RE: [R] aggregation question

From: Liaw, Andy <andy_liaw_at_merck.com>
Date: Sat 16 Apr 2005 - 12:15:39 EST


> From: Christoph Lehmann
>
> great, Andy! Thanks a lot- I didn't know split.
> So 'split' can be used as alternative for 'aggregate', with
> the advantage
> that in the passed self-defined function one can consider
> more than one
> variable of the to-be-aggregated data.frame?

split() only split the data frame into a list of data frames, according to the variable supplied as the second argument. You can then use sapply()/lapply() to apply the same operation on each piece, where each piece contains all the variables.

Andy  

> Christoph
> > If I understood you correctly, here's one way:
> >
> > > sumWO2 <- sapply(split(dat, dat$id), function(d)
> sum(d$meas[d$date !=
> > 2]))
> > > sumWO2
> > a b c
> > 0.9439614 0.4481582 1.6967618
> >
> > Andy
> >
> >
> > > From: Christoph Lehmann
> > >
> > > Dear Sundar, dear Andy
> > > manyt thanks for the length(unique(x)) hint. It solves of
> course my
> > > problem in a very elegant way. Just of curiosity (or for
> > > potential future
> > > problems): how could I solve it in a way, conceptually
> > > different, namely,
> > > that the computation on 'meas' being dependent on the
> > > variable 'date'?,
> > > means the computation on a variable x in the function passed
> > > to aggregate
> > > is conditional on the value of another variable y? I hope you
> > > understand
> > > what I mean, let's think of an example:
> > >
> > > E.g for the example data.frame below, the sum shall be
> taken over the
> > > variable meas only for all entries with a corresponding
> 'data' != 2
> > >
> > > for this do I have to nest two aggregate statements, or is
> > > there a way
> > > using sapply or similar apply-based commands?
· · ·
▶ PROMPT 1: Convert the listing, everything from its first line down to the line containing "299 109 L 304", into a Markdown table with the columns Nr and Line. Put one line per row, number the rows, and leave out blank lines.
The R mailing-list exchange about aggregation and the listing that comes after it are unrelated material.
· · ·
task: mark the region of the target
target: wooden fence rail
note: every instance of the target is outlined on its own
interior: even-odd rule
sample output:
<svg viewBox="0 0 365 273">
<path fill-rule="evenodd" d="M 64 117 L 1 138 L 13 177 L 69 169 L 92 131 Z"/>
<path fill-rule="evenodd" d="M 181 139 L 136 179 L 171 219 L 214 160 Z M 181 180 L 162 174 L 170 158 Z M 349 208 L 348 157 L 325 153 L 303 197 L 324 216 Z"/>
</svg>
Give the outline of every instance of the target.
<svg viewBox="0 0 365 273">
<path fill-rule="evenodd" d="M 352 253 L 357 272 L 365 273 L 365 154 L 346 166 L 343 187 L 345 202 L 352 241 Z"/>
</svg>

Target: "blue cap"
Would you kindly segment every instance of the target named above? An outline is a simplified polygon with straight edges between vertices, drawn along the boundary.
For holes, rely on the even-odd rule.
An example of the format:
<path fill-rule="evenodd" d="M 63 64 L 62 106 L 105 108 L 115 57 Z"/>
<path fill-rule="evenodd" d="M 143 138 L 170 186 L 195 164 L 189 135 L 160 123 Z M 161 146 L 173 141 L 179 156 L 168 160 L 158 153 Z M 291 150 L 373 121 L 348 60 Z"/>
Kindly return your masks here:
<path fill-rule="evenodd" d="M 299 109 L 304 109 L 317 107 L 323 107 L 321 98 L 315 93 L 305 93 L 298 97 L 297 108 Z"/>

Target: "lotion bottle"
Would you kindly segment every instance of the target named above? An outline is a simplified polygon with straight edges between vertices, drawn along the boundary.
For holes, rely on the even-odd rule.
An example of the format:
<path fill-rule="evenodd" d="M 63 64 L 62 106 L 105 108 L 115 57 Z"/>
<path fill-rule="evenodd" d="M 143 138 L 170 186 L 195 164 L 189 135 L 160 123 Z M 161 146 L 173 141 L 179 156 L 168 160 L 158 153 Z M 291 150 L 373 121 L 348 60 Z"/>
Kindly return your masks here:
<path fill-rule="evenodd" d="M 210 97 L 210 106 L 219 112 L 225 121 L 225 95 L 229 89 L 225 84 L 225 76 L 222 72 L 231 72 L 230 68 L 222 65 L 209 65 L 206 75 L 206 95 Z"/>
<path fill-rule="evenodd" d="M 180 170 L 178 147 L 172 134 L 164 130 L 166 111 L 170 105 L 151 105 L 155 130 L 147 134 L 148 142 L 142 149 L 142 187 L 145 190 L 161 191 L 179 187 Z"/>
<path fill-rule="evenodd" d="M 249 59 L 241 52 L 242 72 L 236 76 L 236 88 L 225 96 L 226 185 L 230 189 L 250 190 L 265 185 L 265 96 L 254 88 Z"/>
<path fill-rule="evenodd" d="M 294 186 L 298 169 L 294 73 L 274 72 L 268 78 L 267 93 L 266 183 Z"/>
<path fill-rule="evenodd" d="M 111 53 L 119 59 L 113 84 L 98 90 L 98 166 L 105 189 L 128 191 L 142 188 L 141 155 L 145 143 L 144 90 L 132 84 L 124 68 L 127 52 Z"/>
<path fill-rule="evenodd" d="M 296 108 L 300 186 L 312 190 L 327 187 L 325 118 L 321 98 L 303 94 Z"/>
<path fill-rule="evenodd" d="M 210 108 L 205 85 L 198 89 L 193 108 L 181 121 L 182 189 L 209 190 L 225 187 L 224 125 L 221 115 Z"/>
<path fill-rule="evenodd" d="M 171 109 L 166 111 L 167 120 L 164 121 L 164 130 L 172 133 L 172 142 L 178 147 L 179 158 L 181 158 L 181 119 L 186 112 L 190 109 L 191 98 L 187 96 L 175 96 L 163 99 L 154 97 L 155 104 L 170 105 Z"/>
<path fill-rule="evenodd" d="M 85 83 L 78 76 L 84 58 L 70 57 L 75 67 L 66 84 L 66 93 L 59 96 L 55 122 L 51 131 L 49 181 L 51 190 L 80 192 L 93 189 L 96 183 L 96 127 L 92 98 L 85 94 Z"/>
· · ·
▶ PROMPT 2: Continue the R mailing-list exchange about aggregation from the point where it stops.

▶ RESPONSE 1:
| Nr | Line |
|---|---|
| 1 | task: mark the region of the target |
| 2 | target: wooden fence rail |
| 3 | note: every instance of the target is outlined on its own |
| 4 | interior: even-odd rule |
| 5 | sample output: |
| 6 | <svg viewBox="0 0 365 273"> |
| 7 | <path fill-rule="evenodd" d="M 64 117 L 1 138 L 13 177 L 69 169 L 92 131 Z"/> |
| 8 | <path fill-rule="evenodd" d="M 181 139 L 136 179 L 171 219 L 214 160 Z M 181 180 L 162 174 L 170 158 Z M 349 208 L 348 157 L 325 153 L 303 197 L 324 216 Z"/> |
| 9 | </svg> |
| 10 | Give the outline of every instance of the target. |
| 11 | <svg viewBox="0 0 365 273"> |
| 12 | <path fill-rule="evenodd" d="M 352 253 L 357 272 L 365 273 L 365 154 L 346 166 L 343 187 L 345 202 L 352 241 Z"/> |
| 13 | </svg> |
| 14 | Target: "blue cap" |
| 15 | Would you kindly segment every instance of the target named above? An outline is a simplified polygon with straight edges between vertices, drawn along the boundary. |
| 16 | For holes, rely on the even-odd rule. |
| 17 | An example of the format: |
| 18 | <path fill-rule="evenodd" d="M 63 64 L 62 106 L 105 108 L 115 57 Z"/> |
| 19 | <path fill-rule="evenodd" d="M 143 138 L 170 186 L 195 164 L 189 135 L 160 123 Z M 161 146 L 173 141 L 179 156 L 168 160 L 158 153 Z M 291 150 L 373 121 L 348 60 Z"/> |
| 20 | Kindly return your masks here: |
| 21 | <path fill-rule="evenodd" d="M 299 109 L 304 109 L 317 107 L 323 107 L 321 98 L 315 93 L 305 93 L 298 97 L 297 108 Z"/> |

▶ RESPONSE 2:
> > >
> > > thanks a lot for your kind help.
> > >
> > > Cheers!
> > >
> > > Christoph
> > >
> > > aggregate(data$meas, list(id = data$id), sum)
> > > >
> > > >
> > > > Christoph Lehmann wrote on 4/15/2005 9:51 AM:
> > > > > Hi I have a question concerning aggregation
> > > > >
> > > > > (simple demo code S. below)
> > > > >
> > > > > I have the data.frame
> > > > >
> > > > > id meas date
> > > > > 1 a 0.637513747 1
> > > > > 2 a 0.187710063 2
> > > > > 3 a 0.247098459 2
> > > > > 4 a 0.306447690 3
> > > > > 5 b 0.407573577 2
> > > > > 6 b 0.783255085 2
> > > > > 7 b 0.344265082 3
> > > > > 8 b 0.103893068 3
> > > > > 9 c 0.738649586 1
> > > > > 10 c 0.614154037 2
> > > > > 11 c 0.949924371 3
> > > > > 12 c 0.008187858 4
> > > > >
> > > > > When I want for each id the sum of its meas I do:
> > > > >
> > > > > aggregate(data$meas, list(id = data$id), sum)
> > > > >
> > > > > If I want to know the number of meas(ures) for each
> id I do, eg
> > > > >
> > > > > aggregate(data$meas, list(id = data$id), length)
> > > > >
> > > > > NOW: Is there a way to compute the number of meas(ures)
> > > for each id
> > > with
> > > > > not identical date (e.g using diff()?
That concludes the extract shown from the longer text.